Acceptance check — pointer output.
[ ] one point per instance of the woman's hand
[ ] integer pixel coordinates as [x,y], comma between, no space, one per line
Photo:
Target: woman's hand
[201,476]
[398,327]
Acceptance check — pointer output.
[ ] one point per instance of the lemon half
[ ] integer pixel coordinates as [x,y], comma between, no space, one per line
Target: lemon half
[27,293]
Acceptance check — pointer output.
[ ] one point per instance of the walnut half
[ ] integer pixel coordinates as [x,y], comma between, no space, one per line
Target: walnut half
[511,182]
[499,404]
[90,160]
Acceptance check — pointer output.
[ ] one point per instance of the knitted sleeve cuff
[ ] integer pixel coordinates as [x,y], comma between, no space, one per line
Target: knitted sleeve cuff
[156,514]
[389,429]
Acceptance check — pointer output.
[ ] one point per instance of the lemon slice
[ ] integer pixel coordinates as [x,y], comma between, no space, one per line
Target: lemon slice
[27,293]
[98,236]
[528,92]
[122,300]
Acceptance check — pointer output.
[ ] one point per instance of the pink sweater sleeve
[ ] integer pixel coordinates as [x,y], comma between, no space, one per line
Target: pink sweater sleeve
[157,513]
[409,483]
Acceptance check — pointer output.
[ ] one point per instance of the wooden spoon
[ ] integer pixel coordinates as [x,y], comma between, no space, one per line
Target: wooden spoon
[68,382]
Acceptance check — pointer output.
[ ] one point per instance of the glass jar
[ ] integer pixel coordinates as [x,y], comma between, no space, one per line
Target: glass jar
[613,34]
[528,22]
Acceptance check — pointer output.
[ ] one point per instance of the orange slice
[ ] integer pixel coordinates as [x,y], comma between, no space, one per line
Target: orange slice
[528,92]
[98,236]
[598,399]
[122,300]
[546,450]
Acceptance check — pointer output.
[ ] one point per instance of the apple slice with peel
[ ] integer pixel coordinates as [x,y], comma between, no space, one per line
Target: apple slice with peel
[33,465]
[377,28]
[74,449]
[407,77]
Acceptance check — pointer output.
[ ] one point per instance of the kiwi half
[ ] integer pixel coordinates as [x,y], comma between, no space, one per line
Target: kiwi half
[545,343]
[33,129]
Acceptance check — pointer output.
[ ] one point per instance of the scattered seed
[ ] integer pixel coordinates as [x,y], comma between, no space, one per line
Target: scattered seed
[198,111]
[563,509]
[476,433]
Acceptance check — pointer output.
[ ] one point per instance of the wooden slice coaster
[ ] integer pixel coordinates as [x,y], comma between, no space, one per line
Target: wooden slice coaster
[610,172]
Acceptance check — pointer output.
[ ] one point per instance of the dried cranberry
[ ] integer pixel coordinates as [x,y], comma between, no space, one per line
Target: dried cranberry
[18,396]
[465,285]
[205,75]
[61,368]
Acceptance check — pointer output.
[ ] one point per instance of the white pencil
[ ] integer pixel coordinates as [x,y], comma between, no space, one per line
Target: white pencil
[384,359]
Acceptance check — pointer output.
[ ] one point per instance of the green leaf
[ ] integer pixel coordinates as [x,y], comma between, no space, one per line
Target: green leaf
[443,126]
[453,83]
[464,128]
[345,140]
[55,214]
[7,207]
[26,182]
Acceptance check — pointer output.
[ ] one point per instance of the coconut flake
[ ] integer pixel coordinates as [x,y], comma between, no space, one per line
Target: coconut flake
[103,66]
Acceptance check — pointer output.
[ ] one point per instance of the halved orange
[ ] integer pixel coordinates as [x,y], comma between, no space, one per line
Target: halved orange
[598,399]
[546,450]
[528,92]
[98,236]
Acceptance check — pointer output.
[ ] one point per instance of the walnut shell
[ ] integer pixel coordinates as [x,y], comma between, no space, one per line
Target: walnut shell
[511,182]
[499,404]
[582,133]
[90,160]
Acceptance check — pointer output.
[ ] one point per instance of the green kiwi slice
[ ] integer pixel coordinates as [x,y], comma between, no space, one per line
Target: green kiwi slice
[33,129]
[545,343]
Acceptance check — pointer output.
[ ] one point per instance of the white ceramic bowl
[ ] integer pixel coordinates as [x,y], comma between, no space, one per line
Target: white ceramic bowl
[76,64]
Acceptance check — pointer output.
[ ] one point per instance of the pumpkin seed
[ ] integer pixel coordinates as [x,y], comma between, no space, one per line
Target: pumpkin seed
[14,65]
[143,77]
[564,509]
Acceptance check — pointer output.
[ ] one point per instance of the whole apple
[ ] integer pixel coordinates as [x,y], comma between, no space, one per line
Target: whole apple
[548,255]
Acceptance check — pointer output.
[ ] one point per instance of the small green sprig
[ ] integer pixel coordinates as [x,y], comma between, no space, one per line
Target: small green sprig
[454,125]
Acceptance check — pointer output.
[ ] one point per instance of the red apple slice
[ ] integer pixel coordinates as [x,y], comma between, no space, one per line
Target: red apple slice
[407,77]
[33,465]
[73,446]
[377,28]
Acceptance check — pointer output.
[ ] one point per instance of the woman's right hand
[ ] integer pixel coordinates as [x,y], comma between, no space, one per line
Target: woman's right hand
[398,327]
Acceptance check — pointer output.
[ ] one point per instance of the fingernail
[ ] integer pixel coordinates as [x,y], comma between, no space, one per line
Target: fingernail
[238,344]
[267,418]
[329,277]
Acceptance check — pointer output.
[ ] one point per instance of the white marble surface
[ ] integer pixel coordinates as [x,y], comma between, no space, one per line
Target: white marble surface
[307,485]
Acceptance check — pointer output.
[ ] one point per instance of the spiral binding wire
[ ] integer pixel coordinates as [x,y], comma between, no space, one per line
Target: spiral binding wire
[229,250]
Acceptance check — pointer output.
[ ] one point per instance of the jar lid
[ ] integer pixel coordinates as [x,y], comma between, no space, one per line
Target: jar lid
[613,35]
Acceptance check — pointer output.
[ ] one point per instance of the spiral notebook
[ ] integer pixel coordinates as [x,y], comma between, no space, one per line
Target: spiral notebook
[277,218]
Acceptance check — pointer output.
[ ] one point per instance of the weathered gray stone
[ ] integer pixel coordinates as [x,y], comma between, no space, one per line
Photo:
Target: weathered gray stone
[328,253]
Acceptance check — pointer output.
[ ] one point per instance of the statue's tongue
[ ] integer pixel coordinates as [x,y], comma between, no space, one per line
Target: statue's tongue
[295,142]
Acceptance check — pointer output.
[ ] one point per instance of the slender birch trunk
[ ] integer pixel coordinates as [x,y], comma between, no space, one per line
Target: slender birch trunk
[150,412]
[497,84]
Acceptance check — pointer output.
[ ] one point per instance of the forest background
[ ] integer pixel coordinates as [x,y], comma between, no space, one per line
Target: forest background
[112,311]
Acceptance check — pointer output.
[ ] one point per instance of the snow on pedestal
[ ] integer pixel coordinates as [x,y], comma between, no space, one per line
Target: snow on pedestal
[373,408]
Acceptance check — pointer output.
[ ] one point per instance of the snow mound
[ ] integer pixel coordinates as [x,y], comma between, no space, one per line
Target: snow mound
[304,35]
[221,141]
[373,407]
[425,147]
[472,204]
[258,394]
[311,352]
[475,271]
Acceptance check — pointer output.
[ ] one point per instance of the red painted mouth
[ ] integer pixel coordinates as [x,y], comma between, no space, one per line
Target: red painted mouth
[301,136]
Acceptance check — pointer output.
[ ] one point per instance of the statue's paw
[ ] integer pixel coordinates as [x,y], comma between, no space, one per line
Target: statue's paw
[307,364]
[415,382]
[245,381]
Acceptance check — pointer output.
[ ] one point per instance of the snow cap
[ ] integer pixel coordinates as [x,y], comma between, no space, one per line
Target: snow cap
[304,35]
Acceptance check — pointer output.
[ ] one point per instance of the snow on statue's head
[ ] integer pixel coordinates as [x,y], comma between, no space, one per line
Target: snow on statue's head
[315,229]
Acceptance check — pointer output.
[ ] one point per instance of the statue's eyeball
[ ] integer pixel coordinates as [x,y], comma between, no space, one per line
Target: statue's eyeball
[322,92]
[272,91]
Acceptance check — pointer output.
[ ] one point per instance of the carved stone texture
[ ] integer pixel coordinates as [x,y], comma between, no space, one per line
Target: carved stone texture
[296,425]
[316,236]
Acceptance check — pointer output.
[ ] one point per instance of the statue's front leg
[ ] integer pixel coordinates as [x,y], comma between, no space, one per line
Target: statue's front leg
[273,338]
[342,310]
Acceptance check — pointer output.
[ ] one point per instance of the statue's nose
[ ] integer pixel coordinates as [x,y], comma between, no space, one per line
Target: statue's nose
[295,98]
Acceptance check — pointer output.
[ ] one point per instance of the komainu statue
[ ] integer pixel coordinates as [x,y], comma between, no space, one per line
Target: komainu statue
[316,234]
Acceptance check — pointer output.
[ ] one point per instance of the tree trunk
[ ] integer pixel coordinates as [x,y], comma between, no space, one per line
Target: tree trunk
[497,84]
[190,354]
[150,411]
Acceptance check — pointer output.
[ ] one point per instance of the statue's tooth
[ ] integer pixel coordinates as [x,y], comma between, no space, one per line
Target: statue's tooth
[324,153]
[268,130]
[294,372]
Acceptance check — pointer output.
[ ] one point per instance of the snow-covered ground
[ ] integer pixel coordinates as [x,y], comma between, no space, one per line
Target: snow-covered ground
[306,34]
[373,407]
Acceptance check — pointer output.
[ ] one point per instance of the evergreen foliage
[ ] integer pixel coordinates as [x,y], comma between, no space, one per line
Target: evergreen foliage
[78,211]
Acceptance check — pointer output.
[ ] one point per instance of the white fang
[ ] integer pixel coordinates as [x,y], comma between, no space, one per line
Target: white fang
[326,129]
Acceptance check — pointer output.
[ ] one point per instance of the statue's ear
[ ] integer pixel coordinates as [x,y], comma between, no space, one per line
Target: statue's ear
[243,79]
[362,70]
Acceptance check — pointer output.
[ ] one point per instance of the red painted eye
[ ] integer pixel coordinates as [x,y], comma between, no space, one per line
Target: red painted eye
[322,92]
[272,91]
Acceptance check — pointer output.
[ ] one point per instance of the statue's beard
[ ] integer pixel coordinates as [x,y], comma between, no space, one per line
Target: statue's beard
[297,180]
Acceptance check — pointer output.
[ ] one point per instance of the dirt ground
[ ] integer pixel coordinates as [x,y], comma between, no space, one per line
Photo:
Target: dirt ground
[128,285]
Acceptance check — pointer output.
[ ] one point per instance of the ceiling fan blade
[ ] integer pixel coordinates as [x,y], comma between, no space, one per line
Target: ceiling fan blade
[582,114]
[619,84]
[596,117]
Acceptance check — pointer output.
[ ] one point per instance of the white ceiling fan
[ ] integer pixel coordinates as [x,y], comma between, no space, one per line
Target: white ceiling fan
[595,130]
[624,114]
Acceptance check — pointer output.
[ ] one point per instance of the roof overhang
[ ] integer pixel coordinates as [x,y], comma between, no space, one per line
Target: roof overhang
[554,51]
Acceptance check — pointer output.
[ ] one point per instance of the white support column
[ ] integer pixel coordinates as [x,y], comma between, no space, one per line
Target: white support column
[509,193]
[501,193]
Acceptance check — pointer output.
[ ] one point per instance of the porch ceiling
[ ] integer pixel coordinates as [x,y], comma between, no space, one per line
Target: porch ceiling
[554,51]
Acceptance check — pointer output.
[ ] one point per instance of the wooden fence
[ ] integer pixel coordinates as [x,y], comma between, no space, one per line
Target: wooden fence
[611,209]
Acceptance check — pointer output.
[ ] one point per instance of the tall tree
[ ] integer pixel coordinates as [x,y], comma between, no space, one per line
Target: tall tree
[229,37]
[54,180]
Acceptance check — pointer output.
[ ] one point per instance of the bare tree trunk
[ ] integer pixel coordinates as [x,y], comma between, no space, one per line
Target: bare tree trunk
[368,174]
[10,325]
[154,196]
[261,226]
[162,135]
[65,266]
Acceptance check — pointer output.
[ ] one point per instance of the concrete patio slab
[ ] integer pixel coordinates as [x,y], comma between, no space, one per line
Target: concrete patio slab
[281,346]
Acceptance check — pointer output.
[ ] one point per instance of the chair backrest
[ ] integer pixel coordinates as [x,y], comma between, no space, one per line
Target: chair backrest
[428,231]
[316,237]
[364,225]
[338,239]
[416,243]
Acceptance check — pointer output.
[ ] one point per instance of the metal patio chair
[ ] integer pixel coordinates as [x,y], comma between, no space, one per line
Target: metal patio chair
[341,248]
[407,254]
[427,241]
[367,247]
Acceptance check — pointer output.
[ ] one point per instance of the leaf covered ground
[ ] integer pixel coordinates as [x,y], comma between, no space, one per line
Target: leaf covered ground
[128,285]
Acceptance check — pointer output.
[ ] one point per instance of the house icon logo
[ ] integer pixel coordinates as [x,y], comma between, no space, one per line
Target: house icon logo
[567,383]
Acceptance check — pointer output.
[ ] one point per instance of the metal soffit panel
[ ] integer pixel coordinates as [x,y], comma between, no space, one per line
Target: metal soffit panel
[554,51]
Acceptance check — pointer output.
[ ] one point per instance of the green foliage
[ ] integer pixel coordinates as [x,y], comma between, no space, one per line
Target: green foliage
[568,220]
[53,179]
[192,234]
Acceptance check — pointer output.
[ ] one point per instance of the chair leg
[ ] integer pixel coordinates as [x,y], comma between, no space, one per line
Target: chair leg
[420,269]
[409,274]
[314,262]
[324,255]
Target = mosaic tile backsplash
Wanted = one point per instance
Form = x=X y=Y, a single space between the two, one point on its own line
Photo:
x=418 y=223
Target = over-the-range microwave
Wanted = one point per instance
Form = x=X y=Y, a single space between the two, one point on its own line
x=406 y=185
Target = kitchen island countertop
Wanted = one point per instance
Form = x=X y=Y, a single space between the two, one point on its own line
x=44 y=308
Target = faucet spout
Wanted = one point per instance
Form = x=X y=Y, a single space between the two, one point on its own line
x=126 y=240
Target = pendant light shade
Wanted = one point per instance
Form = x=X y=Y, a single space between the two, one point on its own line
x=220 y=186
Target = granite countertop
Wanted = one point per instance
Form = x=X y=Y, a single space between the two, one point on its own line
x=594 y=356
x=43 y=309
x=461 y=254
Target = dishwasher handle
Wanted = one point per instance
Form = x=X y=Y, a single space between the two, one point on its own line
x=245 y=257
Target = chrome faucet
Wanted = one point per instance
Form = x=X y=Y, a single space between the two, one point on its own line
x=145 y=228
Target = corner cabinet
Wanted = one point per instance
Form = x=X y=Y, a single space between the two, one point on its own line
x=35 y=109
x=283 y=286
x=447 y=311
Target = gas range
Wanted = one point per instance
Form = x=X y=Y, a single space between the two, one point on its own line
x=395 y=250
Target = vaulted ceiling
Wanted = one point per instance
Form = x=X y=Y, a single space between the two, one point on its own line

TASK REQUIREMENTS
Reproduce the final stretch of the data above: every line from the one holding "Target = faucet spout" through the end, inclusive, exactly as written and nothing else.

THE COMPLETED TASK
Target = faucet spout
Wanted = one point per instance
Form = x=X y=Y, a single space between the two, one point on its own line
x=126 y=240
Target = pendant light shade
Wanted = one point per instance
Form = x=X y=Y, a single space between the two, one point on its own line
x=220 y=186
Target = granite countertop
Wanted = one point per instance
Form = x=X y=Y, a single space between the two, one point on its own line
x=594 y=356
x=43 y=309
x=461 y=254
Target = dishwasher handle
Wanted = one point per instance
Form = x=X y=Y, a single space between the two, one point on its own line
x=245 y=257
Target = chrome faucet
Wanted = one point per instance
Form = x=X y=Y, a single space between the two, one point on its own line
x=145 y=228
Target = corner cabinet
Wanted = one point per instance
Form = x=X y=Y, a single space between the two, one point on its own line
x=35 y=109
x=283 y=286
x=447 y=311
Target = gas range
Wanted = one point per instance
Form = x=X y=Y, a single space between the two, one point on its own line
x=395 y=250
Target = vaulted ceiling
Wanted = one point per instance
Form = x=X y=Y, a single space between the two, one point on its own line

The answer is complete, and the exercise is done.